Selected passage -
%%

What ideas are springing into your awareness? Which ones do you wish to bring forth into the physical realm? Remember, the idea of a cherry pie will not manifest as one if you pour brownie mix into a cupcake pan. Thoughts and actions must align with intentions. This is how we create our desires.

Be enlightened!  ~ M

Sunday, July 3, 2011

Free to Choose

I sat beside him on a grey tweed blanket intended for use on an Army cot. The lawn beneath the course fiber was still spongy from the prior day’s storms. With elbows locked and palms flat behind me, I sat propped up with straight legs crossed at the ankles and my head cocked right. I watched him as he sat Indian style with hunched back fidgeting with a blade of grass between his thumbs and index fingers. Our chaperones, his parents, had perched themselves a few feet behind us on rust-pitted aluminum folding chairs with green and originally-white webbing.

As the sky dimmed, an air of palpable anticipation engulfed the tightening crowd. Intermittent crackles echoed in the distance, and the Mister Softee theme song jingled nearby. A bearded salesman peddled neon necklaces and flags on sticks. The laughter of young children pealed. Glowing citronella candles kept mosquitoes at bay. I was grateful to have been invited.

The show began with a loud boom and an explosion of raining diamonds. “It looks just like it does on The Honeymooners!” I proclaimed. We were Jackie Gleason fans, and what we were witnessing was reminiscent of the show’s opening scene.

Yeah, I guess.” Richard’s voice was near monotone.

Wow, look at the colors!” There was a vividness that my family’s 19-inch Sony had never known. My blanket mate shrugged his shoulders.

With each burst, my heart vibrated the way it did when the high school marching band paraded down Main Street on Memorial Day. “Do you feel that, Richard?” I noticed his hands were covering his ears.

%%

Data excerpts

%%

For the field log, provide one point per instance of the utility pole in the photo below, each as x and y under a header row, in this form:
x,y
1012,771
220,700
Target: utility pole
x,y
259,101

%%
%%

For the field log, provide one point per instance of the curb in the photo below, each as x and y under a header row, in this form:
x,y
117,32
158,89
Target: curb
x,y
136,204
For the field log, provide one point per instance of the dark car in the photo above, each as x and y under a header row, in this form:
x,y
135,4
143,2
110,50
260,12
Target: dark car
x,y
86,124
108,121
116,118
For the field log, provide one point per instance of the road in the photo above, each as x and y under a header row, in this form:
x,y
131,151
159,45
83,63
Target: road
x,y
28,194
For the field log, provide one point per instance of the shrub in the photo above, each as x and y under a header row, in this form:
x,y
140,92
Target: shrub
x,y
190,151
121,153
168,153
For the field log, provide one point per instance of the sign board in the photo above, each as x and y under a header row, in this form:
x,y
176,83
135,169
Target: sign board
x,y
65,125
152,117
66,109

%%

Problems to work on -
A. Decide whether each statement agrees with the selected passage, answering yes or no and quoting the words of the passage that settle it: (i) The narrator sat on a blanket intended for use on an Army cot. (ii) Richard's parents sat on the blanket next to the narrator. (iii) The show opened with a loud boom.
B. List every sound described in the paragraph of the selected passage that begins "As the sky dimmed".
C. Repeat the words of the selected passage starting with "As the sky dimmed, an" and going on through "show’s opening scene.".

Exercise answers -
A.
(i) Yes: "I sat beside him on a grey tweed blanket intended for use on an Army cot."
(ii) No: "Our chaperones, his parents, had perched themselves a few feet behind us on rust-pitted aluminum folding chairs with green and originally-white webbing."
(iii) Yes: "The show began with a loud boom and an explosion of raining diamonds."

B.
- Intermittent crackles echoing in the distance
- The Mister Softee theme song jingling nearby
- The laughter of young children

C.
As the sky dimmed, an air of palpable anticipation engulfed the tightening crowd. Intermittent crackles echoed in the distance, and the Mister Softee theme song jingled nearby. A bearded salesman peddled neon necklaces and flags on sticks. The laughter of young children pealed. Glowing citronella candles kept mosquitoes at bay. I was grateful to have been invited.

The show began with a loud boom and an explosion of raining diamonds. “It looks just like it does on The Honeymooners!” I proclaimed. We were Jackie Gleason fans, and what we were witnessing was reminiscent of the show’s opening scene.